(Records for the exercise)

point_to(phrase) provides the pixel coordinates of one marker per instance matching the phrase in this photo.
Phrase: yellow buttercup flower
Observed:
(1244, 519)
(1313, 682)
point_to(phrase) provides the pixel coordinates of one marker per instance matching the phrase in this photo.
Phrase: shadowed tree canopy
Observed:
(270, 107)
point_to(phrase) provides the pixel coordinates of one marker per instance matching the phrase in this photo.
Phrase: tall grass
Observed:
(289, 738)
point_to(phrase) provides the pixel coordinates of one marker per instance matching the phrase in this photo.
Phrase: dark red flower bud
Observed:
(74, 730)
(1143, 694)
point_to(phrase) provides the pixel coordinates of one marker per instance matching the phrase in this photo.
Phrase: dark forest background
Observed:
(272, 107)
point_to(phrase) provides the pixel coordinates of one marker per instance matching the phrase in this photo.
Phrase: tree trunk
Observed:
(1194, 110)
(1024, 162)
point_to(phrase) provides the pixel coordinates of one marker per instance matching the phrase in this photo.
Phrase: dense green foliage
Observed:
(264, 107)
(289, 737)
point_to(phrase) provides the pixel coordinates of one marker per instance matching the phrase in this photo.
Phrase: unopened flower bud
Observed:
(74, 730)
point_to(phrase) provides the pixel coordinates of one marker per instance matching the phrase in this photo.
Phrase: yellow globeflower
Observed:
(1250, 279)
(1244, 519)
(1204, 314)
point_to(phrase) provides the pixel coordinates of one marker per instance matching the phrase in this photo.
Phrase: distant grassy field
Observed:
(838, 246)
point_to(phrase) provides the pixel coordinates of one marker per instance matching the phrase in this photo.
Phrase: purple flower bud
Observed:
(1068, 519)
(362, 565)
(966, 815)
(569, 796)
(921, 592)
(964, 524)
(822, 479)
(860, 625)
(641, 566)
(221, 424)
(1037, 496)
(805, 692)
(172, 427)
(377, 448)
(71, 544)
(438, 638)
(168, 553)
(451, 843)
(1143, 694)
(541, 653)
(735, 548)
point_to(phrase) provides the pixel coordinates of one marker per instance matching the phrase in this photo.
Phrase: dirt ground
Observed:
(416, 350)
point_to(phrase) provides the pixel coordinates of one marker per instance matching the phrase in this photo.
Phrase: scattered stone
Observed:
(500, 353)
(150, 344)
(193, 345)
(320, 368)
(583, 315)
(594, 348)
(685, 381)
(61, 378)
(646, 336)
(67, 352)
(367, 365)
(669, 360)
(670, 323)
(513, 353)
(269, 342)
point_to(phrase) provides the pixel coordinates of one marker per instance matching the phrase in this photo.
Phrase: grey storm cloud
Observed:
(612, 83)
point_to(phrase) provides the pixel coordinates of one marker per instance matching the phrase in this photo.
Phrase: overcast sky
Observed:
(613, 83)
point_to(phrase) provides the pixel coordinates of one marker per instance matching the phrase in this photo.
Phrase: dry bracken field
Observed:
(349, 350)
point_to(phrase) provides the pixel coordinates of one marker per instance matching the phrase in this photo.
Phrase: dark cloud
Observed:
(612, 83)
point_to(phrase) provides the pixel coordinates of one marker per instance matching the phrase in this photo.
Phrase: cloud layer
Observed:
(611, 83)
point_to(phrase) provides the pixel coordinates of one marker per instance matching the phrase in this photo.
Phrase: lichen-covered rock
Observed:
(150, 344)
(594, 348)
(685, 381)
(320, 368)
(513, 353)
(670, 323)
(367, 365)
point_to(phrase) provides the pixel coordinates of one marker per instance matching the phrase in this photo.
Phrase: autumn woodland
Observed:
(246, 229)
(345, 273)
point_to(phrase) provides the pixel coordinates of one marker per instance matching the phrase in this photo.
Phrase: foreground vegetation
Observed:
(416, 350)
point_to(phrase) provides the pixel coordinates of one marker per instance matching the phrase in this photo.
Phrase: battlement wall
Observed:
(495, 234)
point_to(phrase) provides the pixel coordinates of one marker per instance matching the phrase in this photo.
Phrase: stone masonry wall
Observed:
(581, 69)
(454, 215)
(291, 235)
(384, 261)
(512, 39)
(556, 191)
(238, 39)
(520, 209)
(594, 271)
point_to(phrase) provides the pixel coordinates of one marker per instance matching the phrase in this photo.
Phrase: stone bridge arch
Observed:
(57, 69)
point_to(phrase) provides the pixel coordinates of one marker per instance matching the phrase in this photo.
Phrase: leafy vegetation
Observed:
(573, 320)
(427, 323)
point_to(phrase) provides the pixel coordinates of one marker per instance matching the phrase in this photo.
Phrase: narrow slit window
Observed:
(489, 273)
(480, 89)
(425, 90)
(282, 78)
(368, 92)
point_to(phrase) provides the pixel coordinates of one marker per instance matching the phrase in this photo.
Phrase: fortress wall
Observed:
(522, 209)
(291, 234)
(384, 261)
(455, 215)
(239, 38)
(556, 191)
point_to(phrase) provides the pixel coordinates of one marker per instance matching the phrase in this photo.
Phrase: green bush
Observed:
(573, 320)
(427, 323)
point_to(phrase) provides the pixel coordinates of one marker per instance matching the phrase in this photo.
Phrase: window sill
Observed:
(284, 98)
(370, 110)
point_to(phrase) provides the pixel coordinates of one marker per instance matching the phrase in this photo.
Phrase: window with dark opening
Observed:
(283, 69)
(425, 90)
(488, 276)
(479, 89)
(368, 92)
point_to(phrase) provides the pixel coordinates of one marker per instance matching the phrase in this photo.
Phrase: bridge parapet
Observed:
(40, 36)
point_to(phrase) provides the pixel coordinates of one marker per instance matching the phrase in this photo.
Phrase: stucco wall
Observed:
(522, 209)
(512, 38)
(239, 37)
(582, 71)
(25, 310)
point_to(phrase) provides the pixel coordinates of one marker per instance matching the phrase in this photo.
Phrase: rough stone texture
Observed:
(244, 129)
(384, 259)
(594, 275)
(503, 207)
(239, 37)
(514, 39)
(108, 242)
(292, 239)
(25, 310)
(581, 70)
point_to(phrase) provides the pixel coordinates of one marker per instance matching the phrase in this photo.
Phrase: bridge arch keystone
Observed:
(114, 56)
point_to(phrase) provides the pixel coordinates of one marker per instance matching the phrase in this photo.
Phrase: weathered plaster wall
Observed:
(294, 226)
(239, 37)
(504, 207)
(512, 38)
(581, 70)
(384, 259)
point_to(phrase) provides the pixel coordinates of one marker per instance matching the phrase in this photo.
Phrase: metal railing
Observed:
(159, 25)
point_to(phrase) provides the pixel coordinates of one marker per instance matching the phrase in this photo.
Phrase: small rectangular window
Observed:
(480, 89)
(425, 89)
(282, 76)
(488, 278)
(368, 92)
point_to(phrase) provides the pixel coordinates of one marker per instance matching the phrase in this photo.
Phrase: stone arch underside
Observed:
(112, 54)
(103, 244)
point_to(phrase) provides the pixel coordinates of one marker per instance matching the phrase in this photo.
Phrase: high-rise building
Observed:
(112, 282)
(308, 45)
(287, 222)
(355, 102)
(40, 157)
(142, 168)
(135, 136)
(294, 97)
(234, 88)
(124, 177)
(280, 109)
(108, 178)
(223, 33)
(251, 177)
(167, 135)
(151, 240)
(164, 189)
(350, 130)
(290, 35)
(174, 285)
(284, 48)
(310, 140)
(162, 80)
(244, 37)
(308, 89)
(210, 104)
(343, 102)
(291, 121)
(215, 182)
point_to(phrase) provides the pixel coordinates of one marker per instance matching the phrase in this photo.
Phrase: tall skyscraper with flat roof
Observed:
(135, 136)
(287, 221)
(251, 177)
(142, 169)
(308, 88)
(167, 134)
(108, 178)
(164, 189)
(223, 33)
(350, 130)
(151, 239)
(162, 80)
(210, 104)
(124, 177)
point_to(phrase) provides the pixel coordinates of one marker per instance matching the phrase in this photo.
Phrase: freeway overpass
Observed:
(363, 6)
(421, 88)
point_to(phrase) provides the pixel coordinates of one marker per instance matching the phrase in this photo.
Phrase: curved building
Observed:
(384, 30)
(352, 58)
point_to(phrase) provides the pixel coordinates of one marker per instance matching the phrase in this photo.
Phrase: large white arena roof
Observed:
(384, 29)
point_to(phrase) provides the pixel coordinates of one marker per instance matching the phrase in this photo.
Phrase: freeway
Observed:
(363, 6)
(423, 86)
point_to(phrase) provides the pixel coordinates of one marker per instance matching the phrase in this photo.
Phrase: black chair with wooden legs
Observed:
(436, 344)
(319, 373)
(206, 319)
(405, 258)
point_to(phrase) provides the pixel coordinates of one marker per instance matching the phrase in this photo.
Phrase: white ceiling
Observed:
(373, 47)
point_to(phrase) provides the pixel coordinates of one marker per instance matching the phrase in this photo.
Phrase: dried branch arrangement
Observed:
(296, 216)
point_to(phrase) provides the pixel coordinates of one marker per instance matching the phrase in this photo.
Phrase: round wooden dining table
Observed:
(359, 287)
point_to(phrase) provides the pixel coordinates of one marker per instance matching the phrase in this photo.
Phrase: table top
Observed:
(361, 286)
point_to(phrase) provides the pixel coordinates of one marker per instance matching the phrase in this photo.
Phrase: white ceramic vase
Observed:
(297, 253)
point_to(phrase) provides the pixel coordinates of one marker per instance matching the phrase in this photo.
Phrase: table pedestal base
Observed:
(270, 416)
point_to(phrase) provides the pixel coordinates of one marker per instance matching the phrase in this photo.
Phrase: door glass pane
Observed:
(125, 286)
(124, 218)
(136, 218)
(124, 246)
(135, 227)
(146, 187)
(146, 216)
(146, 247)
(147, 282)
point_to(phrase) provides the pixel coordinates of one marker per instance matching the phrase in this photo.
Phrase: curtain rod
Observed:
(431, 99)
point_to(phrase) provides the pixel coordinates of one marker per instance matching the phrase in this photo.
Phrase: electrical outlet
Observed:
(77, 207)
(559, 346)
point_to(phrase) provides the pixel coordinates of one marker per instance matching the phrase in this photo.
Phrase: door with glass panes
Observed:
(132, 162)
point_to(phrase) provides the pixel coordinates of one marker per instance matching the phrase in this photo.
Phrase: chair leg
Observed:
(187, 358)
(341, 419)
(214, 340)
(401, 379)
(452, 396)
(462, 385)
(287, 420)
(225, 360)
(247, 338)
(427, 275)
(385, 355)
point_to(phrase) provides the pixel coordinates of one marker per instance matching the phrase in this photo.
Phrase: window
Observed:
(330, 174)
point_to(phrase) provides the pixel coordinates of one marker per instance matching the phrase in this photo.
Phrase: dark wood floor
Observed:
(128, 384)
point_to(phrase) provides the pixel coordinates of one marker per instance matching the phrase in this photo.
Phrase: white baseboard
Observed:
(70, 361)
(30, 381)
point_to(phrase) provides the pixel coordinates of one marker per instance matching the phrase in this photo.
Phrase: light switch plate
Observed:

(End Records for the exercise)

# [Instructions to follow]
From the data above, copy each line with the string "freeway" in it.

# [Exercise response]
Phrase: freeway overpass
Phrase: freeway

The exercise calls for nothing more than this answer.